**Entries supplied:**
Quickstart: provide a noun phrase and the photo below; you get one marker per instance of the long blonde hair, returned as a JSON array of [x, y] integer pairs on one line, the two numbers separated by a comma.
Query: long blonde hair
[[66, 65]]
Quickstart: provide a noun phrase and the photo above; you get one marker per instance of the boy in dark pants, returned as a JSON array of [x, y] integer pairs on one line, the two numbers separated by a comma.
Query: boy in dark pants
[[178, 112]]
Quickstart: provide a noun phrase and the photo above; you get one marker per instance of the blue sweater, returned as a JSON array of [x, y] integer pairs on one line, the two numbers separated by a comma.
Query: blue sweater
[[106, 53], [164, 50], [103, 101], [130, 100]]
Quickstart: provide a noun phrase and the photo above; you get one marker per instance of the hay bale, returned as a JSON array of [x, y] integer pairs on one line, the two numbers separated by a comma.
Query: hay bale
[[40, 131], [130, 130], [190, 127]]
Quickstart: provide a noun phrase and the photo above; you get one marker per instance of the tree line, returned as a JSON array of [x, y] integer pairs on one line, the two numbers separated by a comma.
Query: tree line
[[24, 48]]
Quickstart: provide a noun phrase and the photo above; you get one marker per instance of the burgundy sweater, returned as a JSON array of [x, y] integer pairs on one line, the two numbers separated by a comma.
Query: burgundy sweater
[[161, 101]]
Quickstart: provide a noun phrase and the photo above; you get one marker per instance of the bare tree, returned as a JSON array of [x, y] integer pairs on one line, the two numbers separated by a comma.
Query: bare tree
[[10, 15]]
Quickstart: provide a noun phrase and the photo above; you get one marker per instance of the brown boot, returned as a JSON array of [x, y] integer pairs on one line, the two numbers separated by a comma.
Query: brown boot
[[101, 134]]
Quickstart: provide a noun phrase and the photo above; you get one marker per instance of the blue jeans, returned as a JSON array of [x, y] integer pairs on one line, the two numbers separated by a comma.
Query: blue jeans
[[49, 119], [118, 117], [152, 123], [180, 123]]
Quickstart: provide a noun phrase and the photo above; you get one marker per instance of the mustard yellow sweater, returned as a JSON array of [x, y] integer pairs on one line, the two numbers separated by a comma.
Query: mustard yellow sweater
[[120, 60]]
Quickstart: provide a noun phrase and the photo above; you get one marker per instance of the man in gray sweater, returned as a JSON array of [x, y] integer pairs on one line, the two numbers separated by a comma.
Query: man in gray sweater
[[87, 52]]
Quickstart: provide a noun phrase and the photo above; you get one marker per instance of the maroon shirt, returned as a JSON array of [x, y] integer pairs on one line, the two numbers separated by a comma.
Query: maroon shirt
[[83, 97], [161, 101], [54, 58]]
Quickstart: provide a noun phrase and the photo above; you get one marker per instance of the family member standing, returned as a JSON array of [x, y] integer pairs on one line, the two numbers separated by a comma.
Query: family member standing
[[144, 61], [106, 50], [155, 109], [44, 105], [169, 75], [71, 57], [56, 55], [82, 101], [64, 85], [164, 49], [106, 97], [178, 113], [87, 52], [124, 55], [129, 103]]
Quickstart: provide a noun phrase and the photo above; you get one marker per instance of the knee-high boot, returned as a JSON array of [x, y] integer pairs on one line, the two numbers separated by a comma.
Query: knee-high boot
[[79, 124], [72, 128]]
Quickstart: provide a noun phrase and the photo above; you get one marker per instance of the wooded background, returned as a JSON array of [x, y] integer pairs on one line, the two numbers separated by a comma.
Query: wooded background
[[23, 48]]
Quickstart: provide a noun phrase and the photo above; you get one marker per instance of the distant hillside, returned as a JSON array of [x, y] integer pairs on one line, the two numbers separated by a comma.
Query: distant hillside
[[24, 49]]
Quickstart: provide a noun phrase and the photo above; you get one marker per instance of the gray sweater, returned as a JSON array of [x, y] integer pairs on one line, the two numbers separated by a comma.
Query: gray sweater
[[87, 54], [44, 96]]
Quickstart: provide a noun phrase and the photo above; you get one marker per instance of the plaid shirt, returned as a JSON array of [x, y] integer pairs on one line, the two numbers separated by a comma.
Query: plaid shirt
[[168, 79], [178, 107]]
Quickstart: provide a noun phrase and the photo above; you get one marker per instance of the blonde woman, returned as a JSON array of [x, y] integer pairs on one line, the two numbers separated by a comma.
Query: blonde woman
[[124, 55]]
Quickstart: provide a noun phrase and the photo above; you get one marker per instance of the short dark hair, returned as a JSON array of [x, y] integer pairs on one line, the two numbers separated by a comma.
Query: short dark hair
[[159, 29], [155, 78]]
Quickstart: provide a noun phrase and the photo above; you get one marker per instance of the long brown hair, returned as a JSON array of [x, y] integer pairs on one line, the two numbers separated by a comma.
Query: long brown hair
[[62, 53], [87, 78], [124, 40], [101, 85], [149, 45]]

**Task statement:** Of the lines above, output exactly those from the line bearing "of the brown" through the line bearing "of the family", inclusive.

**Response area:**
Quickstart: provide a noun phrase and the photo above; you get one marker per instance of the brown boot, returned as a JSON array of [x, y] integer pairs on one line, the two numbers separated by a comma.
Query: brown boot
[[101, 134]]
Quickstart: provide a noun phrase and the photo above; you get one marker per instance of the blue jeans, returned as a JSON array of [x, y] integer pairs on one line, the two numbers separated by a comma.
Query: blue jeans
[[49, 119], [118, 117], [152, 123], [180, 123]]
Quickstart: provide a noun phrase and the photo above; you get one marker per instance of the mustard yellow sweater, returned as a JSON array of [x, y] integer pairs on one line, the two numbers separated by a comma.
Query: mustard yellow sweater
[[120, 60]]
Quickstart: provide a noun phrase and the photo above; you get one marker per instance of the man in gray sweater, returned as a JSON array of [x, y] integer pairs on one line, the two numbers separated by a comma.
Query: man in gray sweater
[[87, 52]]
Quickstart: provide a noun phrase and the photo above; you get one marker per instance of the maroon shirt, returned as a JSON array of [x, y] integer pairs on one line, the two numbers separated by a comma.
Query: maroon shirt
[[83, 97], [161, 101], [54, 58]]
Quickstart: provide a noun phrase and the photo above; you get one marker per instance of the family member standing, returned as a JSON array of [x, y] integer pairs on one line, the two numbers separated by a comma.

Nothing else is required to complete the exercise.